> **Material**:
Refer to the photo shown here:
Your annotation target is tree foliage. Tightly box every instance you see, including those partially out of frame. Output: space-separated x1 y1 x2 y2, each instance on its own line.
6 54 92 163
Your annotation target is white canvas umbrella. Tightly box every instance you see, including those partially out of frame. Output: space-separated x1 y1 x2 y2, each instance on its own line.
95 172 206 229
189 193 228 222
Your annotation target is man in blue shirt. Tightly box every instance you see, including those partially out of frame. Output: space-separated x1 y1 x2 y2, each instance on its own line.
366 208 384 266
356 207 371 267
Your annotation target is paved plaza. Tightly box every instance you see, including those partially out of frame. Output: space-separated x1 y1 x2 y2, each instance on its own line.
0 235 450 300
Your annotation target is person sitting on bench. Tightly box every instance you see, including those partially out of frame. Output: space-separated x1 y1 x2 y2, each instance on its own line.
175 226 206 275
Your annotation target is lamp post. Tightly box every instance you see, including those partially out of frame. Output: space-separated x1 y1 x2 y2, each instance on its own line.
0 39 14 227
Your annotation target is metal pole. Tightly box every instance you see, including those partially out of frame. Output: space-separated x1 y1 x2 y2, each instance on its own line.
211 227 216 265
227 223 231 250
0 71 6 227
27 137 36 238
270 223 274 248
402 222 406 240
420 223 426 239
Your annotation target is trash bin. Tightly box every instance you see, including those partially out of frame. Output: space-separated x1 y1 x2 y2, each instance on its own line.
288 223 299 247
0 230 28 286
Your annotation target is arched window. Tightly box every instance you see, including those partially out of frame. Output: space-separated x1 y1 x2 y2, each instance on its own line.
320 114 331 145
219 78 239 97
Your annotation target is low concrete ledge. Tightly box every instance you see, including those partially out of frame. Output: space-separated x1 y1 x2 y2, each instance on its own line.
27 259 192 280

> **Exercise requirements**: Can you give every line above as a JSON list of strings, one string per line, with blank lines left out?

> **Result for this exercise**:
[
  "Refer to the photo shown here:",
  "Your annotation target is tree foliage. Tightly box every instance you see, including those partially out of frame. Output: space-separated x1 y1 x2 y2, each instance on its own line.",
  "6 54 92 163",
  "Your annotation target is white canvas umbrella. Tightly box every instance you see, including those partially out of frame. Output: space-separated x1 y1 x2 y2, each instance on its own line.",
  "95 172 206 229",
  "189 193 228 222",
  "Your annotation target is man in blue shirt. Tightly box every instance you see, including those partially out of frame. Output: space-separated x1 y1 x2 y2, each instance on its own line.",
  "366 208 384 266",
  "356 207 371 267",
  "Your annotation target is paved plaza. Tightly box every instance you see, including those partially out of frame. Output: space-separated x1 y1 x2 y2, each instance on its own line.",
  "0 235 450 300",
  "Your annotation target is person sitting on bench. Tightly box every instance you see, including those partially out of frame. Output: space-separated x1 y1 x2 y2, each instance on its own line.",
  "175 226 206 275",
  "Your annotation target is lamp post. Tightly box every instance you see, including those partially out of frame. Output: space-separated x1 y1 x2 y2, each instance on its own line.",
  "0 39 14 227",
  "Your annotation target is metal pole. Tightly box every instance you see, including those partially out of frame. Output: space-separated x1 y1 x2 y2, each instance on its own line.",
  "211 227 216 265",
  "227 223 231 250",
  "0 71 6 227",
  "27 137 36 238",
  "270 223 274 248",
  "402 222 406 240",
  "420 223 426 239",
  "Your annotation target is trash bin. Tightly box every instance you see, including those partially out of frame. Output: space-separated x1 y1 x2 y2, each instance on its own line.",
  "288 223 299 247",
  "0 230 28 286",
  "Your annotation target is arched window. Tightly box every instance you see, including those partially out of frame. Output: space-separated x1 y1 x2 y2, each instance on its own line.",
  "320 114 331 145",
  "219 78 239 97",
  "Your annotation target is low concrete ledge. Tightly box every instance you see, including those partially out of frame. Output: space-separated x1 y1 x2 y2, each instance on its own line.",
  "27 259 192 280"
]